### PASSAGE
===

10/21/25 - A big, wide open galaxy.
Been a while since I wrote anything here. Let's say hi. Hiiiiiiiiiiii. There's been a couple of interesting happenings this October. I've yet to do anything to actually celebrate and I don't know if I will because I'm bad at celebrating anything, but, me and my pal have been doing art for a Kinktober list I found that had at least some enjoyable prompts on it. Been making art almost the entire month and that feels really good. There's some pieces I really loved and I'm finding joy in depicting my oc's doing horrible things to each other. Especially after some unsavory events over the last couple of months, this has been good for me.
In other strange news, I recreated an old Tumblr blog that I ran a couple years ago. Ended up deleting it because I don't know, I felt like I needed to truly isolate myself from anything and everything and one thing I know I need in my life is control. Not over every single thing ever, but just, any semblance that makes me feel like I have some agency over my own life. And sometimes, that has manifested in the form of just deleting my existence from anywhere. Or disppearing without saying anything. Anyway, I was sharing lots of pics that I like as an archive, for people who like those kinda things. And for some reason, it blew up and now there's fucking 3k+ people following it. And it keeps growing, like, every day. That's more than I've ever had on any social media, the most I had was barely 2k on a very old Tumblr blog.
And even back then, there were way less interactions than what I'm getting right now. It's funny and weird. When I was posting art on Twitter a while back, it stayed just under 1k and I was okay with that. Really, even that much induced a lot of anxiety, but then again, posting art is very personal to me, so sharing it willingly with lots of people... y'know? I don't know. I like that my art account that exists now has basically nobody looking at it. With this archive blog, it's more entertaining because there's nothing very personal about me on it. There kind of is, but nothing substantial, it matches the "theme". I can maintain a distance from it and delete it, if I want to. The amount of weird messages I get though is just, Lol. Lmao, even.

===

### ENTRIES

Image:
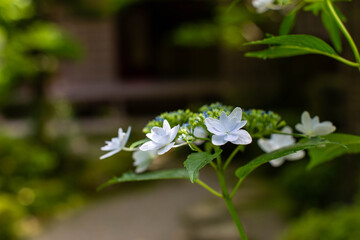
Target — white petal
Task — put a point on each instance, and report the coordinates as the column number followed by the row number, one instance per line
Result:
column 324, row 128
column 166, row 126
column 277, row 162
column 158, row 131
column 237, row 125
column 231, row 137
column 108, row 147
column 149, row 146
column 300, row 128
column 295, row 156
column 243, row 139
column 120, row 132
column 200, row 132
column 173, row 132
column 126, row 138
column 214, row 126
column 142, row 160
column 236, row 113
column 225, row 121
column 110, row 153
column 161, row 140
column 166, row 148
column 265, row 145
column 218, row 140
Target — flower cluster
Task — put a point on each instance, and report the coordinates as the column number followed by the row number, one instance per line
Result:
column 216, row 124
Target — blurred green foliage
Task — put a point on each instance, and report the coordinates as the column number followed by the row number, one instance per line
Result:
column 230, row 28
column 29, row 46
column 338, row 224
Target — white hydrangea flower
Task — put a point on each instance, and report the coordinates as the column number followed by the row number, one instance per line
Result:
column 143, row 159
column 116, row 144
column 200, row 132
column 228, row 129
column 313, row 127
column 162, row 139
column 277, row 141
column 264, row 5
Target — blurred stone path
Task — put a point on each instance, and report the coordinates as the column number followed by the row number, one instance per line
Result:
column 158, row 213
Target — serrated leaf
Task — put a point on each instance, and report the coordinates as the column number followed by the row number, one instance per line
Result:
column 180, row 173
column 245, row 170
column 277, row 52
column 196, row 161
column 288, row 23
column 292, row 45
column 332, row 28
column 330, row 152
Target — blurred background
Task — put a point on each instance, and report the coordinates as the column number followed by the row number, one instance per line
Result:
column 73, row 72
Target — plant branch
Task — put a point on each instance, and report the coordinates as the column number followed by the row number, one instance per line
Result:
column 230, row 205
column 344, row 31
column 207, row 187
column 232, row 155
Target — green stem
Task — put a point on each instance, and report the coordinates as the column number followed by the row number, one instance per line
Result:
column 237, row 149
column 230, row 205
column 344, row 31
column 207, row 187
column 236, row 188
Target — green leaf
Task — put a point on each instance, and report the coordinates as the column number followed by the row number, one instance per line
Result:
column 288, row 23
column 180, row 173
column 245, row 170
column 347, row 144
column 293, row 45
column 196, row 161
column 332, row 28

===

### GIVEN INSTRUCTION
Reproduce the blog entry dated 10/21/25 from above, word for word and in full.

### TASK ANSWER
10/21/25 - A big, wide open galaxy.
Been a while since I wrote anything here. Let's say hi. Hiiiiiiiiiiii. There's been a couple of interesting happenings this October. I've yet to do anything to actually celebrate and I don't know if I will because I'm bad at celebrating anything, but, me and my pal have been doing art for a Kinktober list I found that had at least some enjoyable prompts on it. Been making art almost the entire month and that feels really good. There's some pieces I really loved and I'm finding joy in depicting my oc's doing horrible things to each other. Especially after some unsavory events over the last couple of months, this has been good for me.
In other strange news, I recreated an old Tumblr blog that I ran a couple years ago. Ended up deleting it because I don't know, I felt like I needed to truly isolate myself from anything and everything and one thing I know I need in my life is control. Not over every single thing ever, but just, any semblance that makes me feel like I have some agency over my own life. And sometimes, that has manifested in the form of just deleting my existence from anywhere. Or disppearing without saying anything. Anyway, I was sharing lots of pics that I like as an archive, for people who like those kinda things. And for some reason, it blew up and now there's fucking 3k+ people following it. And it keeps growing, like, every day. That's more than I've ever had on any social media, the most I had was barely 2k on a very old Tumblr blog.
And even back then, there were way less interactions than what I'm getting right now. It's funny and weird. When I was posting art on Twitter a while back, it stayed just under 1k and I was okay with that. Really, even that much induced a lot of anxiety, but then again, posting art is very personal to me, so sharing it willingly with lots of people... y'know? I don't know. I like that my art account that exists now has basically nobody looking at it. With this archive blog, it's more entertaining because there's nothing very personal about me on it. There kind of is, but nothing substantial, it matches the "theme". I can maintain a distance from it and delete it, if I want to. The amount of weird messages I get though is just, Lol. Lmao, even.